Work to be completed ▸ For each statement, say yes or no to whether it agrees with the passage on schlicht functions, and quote the passage's exact words that decide it. 1. The Bieberbach conjecture was eventually solved by de Branges. 2. In the Taylor expansion of an odd schlicht function g, the coefficient b_1 equals 2. 3. Given an odd schlicht function g, formula (4) uniquely determines a schlicht function f.

Supplied text ▸
· · · · · · ·
Intuitively, the Koebe function and its rotations should be the “largest” schlicht functions available. This is formalised by the famous Bieberbach conjecture, which asserts that for any schlicht function, the coefficients ${a_n}$ should obey the bound ${|a_n| \leq n}$ for all ${n}$. After a large number of partial results, this conjecture was eventually solved by de Branges; see for instance this survey of Korevaar or this survey of Koepf for a history.

It turns out that to resolve these sorts of questions, it is convenient to restrict attention to schlicht functions ${g: D(0,1) \rightarrow {\bf C}}$ that are odd, thus ${g(-z)=-g(z)}$ for all ${z}$, and the Taylor expansion now reads

$\displaystyle g(z) = b_1 z + b_3 z^3 + b_5 z^5 + \dots$

for some complex coefficients ${b_1,b_3,\dots}$ with ${b_1=1}$. One can transform a general schlicht function ${f: D(0,1) \rightarrow {\bf C}}$ to an odd schlicht function ${g: D(0,1) \rightarrow {\bf C}}$ by observing that the function ${f(z^2)/z^2: D(0,1) \rightarrow {\bf C}}$, after removing the singularity at zero, is a non-zero function that equals ${1}$ at the origin, and thus (as ${D(0,1)}$ is simply connected) has a unique holomorphic square root ${(f(z^2)/z^2)^{1/2}}$ that also equals ${1}$ at the origin. If one then sets

$\displaystyle g(z) := z (f(z^2)/z^2)^{1/2} \ \ \ \ \ (3)$

it is not difficult to verify that ${g}$ is an odd schlicht function which additionally obeys the equation

$\displaystyle f(z^2) = g(z)^2. \ \ \ \ \ (4)$

Conversely, given an odd schlicht function ${g}$, the formula (4) uniquely determines a schlicht function ${f}$.
· · · · · · ·
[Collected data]
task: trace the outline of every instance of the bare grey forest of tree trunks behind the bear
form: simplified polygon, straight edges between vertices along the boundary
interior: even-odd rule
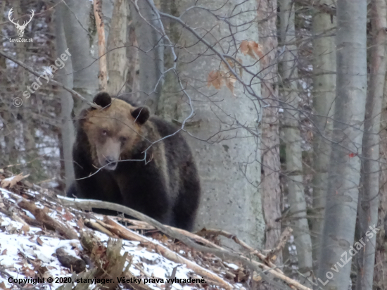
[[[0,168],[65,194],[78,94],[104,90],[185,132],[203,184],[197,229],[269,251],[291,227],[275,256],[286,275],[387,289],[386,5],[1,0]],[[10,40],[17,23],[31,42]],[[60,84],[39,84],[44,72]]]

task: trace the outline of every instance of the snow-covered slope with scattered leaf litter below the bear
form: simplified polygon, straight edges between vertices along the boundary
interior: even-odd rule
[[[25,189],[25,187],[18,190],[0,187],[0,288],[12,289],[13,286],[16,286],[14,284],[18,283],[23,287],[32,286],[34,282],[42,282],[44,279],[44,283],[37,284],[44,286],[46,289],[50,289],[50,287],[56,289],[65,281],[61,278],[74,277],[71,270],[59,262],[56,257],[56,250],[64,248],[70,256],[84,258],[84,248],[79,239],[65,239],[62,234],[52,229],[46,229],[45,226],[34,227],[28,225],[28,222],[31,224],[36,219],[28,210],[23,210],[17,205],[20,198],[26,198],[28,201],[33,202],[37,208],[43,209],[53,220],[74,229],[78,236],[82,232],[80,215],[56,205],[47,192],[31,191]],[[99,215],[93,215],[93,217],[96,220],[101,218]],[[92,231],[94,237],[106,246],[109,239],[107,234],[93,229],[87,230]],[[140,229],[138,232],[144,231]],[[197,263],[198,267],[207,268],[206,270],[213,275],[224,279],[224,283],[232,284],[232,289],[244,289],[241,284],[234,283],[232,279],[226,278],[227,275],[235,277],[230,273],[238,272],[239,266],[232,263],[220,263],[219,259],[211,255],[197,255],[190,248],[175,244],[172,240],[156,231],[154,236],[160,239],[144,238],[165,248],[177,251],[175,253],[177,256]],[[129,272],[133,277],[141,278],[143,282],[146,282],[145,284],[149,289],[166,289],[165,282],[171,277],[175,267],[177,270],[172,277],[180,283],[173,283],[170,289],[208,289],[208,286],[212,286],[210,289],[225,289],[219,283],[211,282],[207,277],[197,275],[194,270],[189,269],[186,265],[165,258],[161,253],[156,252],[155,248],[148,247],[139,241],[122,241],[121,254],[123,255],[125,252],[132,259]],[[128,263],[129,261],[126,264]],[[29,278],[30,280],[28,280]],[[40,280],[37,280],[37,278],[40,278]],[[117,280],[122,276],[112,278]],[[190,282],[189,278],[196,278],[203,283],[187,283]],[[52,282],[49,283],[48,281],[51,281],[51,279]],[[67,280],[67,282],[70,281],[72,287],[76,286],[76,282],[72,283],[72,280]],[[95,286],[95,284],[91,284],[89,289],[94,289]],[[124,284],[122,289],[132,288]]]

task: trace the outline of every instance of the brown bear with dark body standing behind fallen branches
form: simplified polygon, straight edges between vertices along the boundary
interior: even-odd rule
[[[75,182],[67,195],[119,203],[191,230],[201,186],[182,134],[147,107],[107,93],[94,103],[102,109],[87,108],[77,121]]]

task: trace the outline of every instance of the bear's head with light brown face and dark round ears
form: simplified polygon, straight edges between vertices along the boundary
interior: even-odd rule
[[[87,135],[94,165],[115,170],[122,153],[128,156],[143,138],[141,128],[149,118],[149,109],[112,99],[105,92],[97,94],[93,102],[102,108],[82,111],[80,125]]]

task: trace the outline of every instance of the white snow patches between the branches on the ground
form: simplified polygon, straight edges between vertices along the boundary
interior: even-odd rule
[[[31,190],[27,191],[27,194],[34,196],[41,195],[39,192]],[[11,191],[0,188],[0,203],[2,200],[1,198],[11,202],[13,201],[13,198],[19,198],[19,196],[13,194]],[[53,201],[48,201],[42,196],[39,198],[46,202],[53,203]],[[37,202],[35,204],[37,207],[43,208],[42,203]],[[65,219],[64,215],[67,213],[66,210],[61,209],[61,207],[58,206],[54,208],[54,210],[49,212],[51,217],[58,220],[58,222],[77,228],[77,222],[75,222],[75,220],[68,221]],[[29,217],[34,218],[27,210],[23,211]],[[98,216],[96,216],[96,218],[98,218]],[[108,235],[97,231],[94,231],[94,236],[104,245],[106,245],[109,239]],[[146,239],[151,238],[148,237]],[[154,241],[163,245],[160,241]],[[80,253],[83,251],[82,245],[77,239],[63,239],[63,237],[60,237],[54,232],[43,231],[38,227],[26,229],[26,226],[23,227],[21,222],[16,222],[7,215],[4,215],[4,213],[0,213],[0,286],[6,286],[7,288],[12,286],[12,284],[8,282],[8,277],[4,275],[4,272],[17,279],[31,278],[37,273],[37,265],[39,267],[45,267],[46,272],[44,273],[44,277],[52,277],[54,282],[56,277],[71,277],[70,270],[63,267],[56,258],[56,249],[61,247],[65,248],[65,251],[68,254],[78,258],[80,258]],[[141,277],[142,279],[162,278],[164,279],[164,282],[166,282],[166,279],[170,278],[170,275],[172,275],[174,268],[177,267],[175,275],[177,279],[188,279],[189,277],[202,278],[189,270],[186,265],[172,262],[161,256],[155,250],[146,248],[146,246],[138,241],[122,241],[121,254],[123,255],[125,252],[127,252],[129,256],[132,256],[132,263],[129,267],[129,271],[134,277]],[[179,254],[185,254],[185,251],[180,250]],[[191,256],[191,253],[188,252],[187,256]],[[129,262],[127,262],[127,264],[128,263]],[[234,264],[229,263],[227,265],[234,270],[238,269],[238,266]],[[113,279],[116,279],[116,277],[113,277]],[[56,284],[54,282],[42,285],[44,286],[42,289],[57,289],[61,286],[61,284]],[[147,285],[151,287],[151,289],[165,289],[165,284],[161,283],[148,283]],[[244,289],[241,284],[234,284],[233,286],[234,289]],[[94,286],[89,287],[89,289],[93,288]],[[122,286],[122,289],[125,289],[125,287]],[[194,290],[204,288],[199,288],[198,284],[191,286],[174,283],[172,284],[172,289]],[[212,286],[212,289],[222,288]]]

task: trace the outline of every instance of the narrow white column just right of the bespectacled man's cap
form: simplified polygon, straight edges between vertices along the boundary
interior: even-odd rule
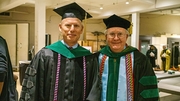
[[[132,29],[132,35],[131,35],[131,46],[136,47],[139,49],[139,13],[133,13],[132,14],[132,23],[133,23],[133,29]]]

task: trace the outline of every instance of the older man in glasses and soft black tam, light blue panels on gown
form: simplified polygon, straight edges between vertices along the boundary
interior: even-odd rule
· · · · · · ·
Solved exercise ▸
1. Yes: "this conjecture was eventually solved by de Branges"
2. No: "for some complex coefficients ${b_1,b_3,\dots}$ with ${b_1=1}$"
3. Yes: "given an odd schlicht function ${g}$, the formula (4) uniquely determines a schlicht function ${f}$"